● Document text:
The pink Hello Kitty superhero

A few days ago, Chris Ambidge re-posted a version of this remarkable image of a Hello Kitty Superhero, pretty in pink, as a little gift for Leith Chu (it’s a Canadian panda thing):


(#1) CA’s image — which he first posted for LC 13 years ago — came with some identifiers as to its source, while the image above, with no meta-data at all, is the one I found on Pinterest yesterday; I found Pink Hello Kitty Superhero delightful, admired his attitude, enjoyed the earnest heroic stance, the sheer cuteness of Hello Kitty and that pink bow, and the pink and red superhero costume, gorgeous in its triumphant fagginess

I had hoped to track down the source, through those identifiers, but as I was preparing to copy CA’s version to my computer, it vanished, poof, from FB — and, it turned out, from CA’s files. So all we have is my image from Pinterest (which is utterly uninformative, but apparently safe from meddling), which I’m posting on my blog but not on FB, just in case it too is in danger of being disappeared.

Before I go on to discourse on butch / macho fagginess, so nicely illustrated in #1, a few words on why I’m so bent on posting this bit of fluff today.

Dispossession and its discontents. I am several weeks into the Great Dispossession, reducing the many thousands of things in this house — which is my office and also the repository of all the remaining things of my life and also a gigantic art show, with the vertical surfaces fully covered with interesting stuff to look at, many of my own creation — to what will fit into a small apartment in an assisted living facility (still to be identified). The payoff for me is supposed to be the lifting of a huge burden of managing innumerable arrangements of daily life (at which I’ve become ingenious), so that time will be freed for me to do my work, writing the daily essays for this blog; for everyone else, the point is that I will be in a place where I can get care when I, inevitably, turn into a vegetable. I am wary that I’ll get screwed in this deal, but I don’t really have a choice, so I’ve been spending almost all of my days abandoning most of my previous life, with as much grace and good will as I can summon, though I weep a lot, occasionally despair, and once in a while flash in anger. And then because this work is physically difficult, my arthritic fingers are periodically reduced to excruciated immobility. And all this will go on for months.

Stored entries
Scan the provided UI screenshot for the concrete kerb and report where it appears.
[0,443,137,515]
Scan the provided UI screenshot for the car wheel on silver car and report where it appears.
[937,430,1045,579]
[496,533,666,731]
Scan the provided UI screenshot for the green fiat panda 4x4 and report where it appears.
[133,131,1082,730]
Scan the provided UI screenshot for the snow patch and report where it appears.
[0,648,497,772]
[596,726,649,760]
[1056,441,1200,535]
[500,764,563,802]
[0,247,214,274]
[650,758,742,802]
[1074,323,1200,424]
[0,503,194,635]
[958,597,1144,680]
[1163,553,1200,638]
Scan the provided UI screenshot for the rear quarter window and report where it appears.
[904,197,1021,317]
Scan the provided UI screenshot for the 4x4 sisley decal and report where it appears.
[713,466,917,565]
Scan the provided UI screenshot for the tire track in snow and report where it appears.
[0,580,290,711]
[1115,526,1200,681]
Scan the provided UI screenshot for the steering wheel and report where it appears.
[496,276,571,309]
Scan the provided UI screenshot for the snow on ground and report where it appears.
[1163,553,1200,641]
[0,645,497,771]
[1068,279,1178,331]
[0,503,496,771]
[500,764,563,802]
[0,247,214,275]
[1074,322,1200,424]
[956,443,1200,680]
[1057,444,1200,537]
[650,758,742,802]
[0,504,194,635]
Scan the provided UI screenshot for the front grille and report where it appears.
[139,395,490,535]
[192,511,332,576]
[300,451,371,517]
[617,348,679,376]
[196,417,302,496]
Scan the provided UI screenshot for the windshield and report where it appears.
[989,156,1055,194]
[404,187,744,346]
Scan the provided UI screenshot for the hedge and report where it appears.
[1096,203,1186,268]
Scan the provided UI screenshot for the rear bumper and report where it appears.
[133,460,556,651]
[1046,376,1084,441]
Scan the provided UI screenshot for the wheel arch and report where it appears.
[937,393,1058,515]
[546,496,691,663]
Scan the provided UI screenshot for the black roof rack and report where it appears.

● Work to do:
**1)** Copy the Hello Kitty post word for word, from "(#1) CA’s image" through "of being disappeared.", inclusive.
**2)** According to the Hello Kitty post, how many years ago did Chris Ambidge first post the image for Leith Chu?
This data has no role here.

● The solutions:
**1)**
(#1) CA’s image — which he first posted for LC 13 years ago — came with some identifiers as to its source, while the image above, with no meta-data at all, is the one I found on Pinterest yesterday; I found Pink Hello Kitty Superhero delightful, admired his attitude, enjoyed the earnest heroic stance, the sheer cuteness of Hello Kitty and that pink bow, and the pink and red superhero costume, gorgeous in its triumphant fagginess

I had hoped to track down the source, through those identifiers, but as I was preparing to copy CA’s version to my computer, it vanished, poof, from FB — and, it turned out, from CA’s files. So all we have is my image from Pinterest (which is utterly uninformative, but apparently safe from meddling), which I’m posting on my blog but not on FB, just in case it too is in danger of being disappeared.

**2)** 13 years ago.